# Record excerpts:
┄┄┄┄┄┄┄┄┄┄

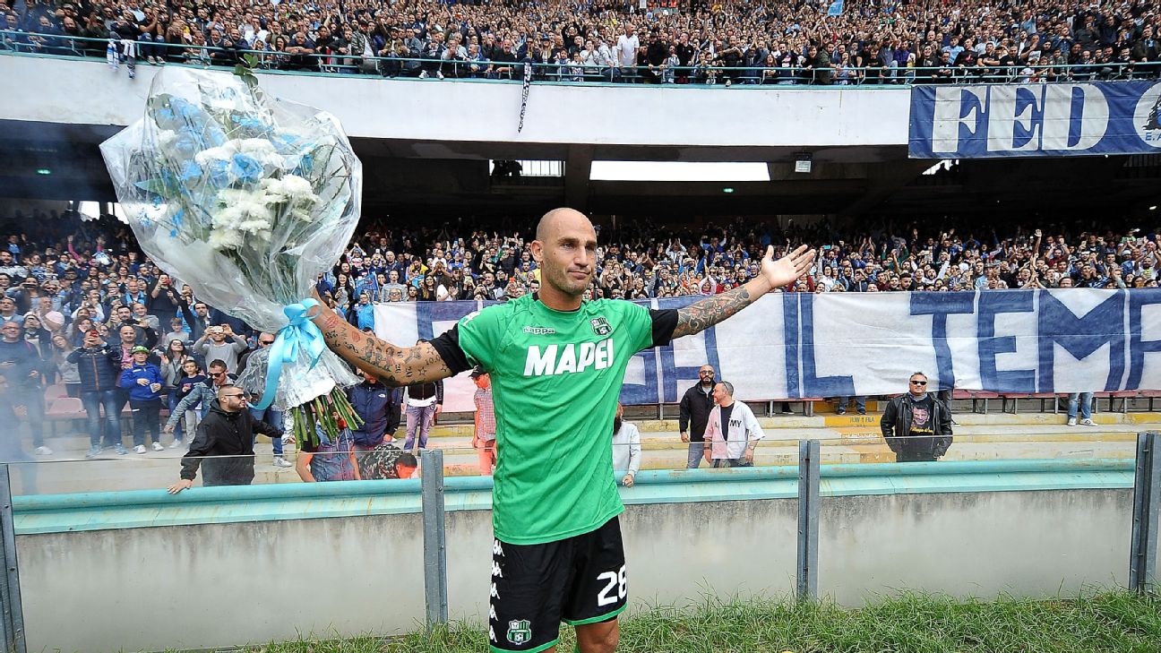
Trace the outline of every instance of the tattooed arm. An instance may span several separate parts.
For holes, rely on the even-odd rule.
[[[717,324],[774,288],[788,286],[806,274],[814,263],[814,250],[806,245],[774,260],[774,249],[766,247],[762,259],[762,273],[728,293],[713,295],[677,311],[677,328],[673,337],[691,336]]]
[[[452,375],[452,369],[431,343],[397,347],[363,333],[325,307],[311,322],[323,331],[323,339],[334,353],[370,373],[384,386],[409,386]]]

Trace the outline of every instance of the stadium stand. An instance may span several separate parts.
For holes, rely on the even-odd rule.
[[[0,49],[431,79],[852,85],[1155,78],[1149,0],[0,2]]]

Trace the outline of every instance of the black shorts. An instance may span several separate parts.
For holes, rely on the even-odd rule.
[[[491,651],[536,653],[560,641],[561,622],[607,622],[625,610],[621,525],[545,544],[492,544]]]

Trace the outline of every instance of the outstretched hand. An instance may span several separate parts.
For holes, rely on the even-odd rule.
[[[809,272],[813,264],[814,250],[806,245],[799,245],[778,260],[774,260],[774,247],[767,246],[766,256],[762,258],[762,275],[770,281],[771,288],[780,288]]]

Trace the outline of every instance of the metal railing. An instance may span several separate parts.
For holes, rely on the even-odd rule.
[[[59,34],[0,30],[0,52],[65,58],[111,58],[135,65],[160,63],[232,67],[252,56],[258,70],[294,74],[380,76],[385,78],[457,79],[520,82],[525,66],[533,81],[560,84],[640,82],[656,85],[741,86],[896,86],[913,84],[1016,84],[1155,79],[1161,62],[1090,64],[1017,64],[1009,66],[728,66],[711,62],[691,66],[619,66],[597,62],[541,63],[483,58],[373,56],[341,52],[248,50],[152,40],[123,42]]]

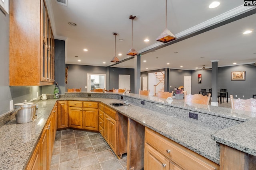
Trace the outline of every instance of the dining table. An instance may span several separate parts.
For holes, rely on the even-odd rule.
[[[220,94],[220,96],[222,96],[222,94],[226,94],[226,101],[227,101],[227,103],[228,103],[228,93],[227,92],[217,92],[218,93],[218,94]],[[209,93],[210,92],[209,91],[206,91],[206,95],[207,95],[207,93]],[[199,92],[199,94],[200,94],[201,93],[202,93],[202,91],[200,91]],[[222,104],[222,97],[220,98],[220,104]]]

┄┄┄┄┄┄┄┄┄┄

# Written instruction:
Write out the rows again, beginning at the line that contains "Trace the outline of every instance of the dining" and continuing through the final line of the rows.

# Solved exercise:
Trace the outline of every instance of the dining table. An instance may span several separate parts.
For holes, rely on the even-odd rule.
[[[220,94],[220,96],[222,96],[222,94],[226,94],[226,101],[227,101],[227,103],[228,103],[228,93],[227,92],[217,92],[218,93],[218,94]],[[209,93],[210,92],[209,91],[206,91],[206,95],[207,95],[207,93]],[[199,92],[199,94],[200,94],[201,93],[202,93],[202,91],[200,91]],[[222,104],[222,97],[220,98],[220,104]]]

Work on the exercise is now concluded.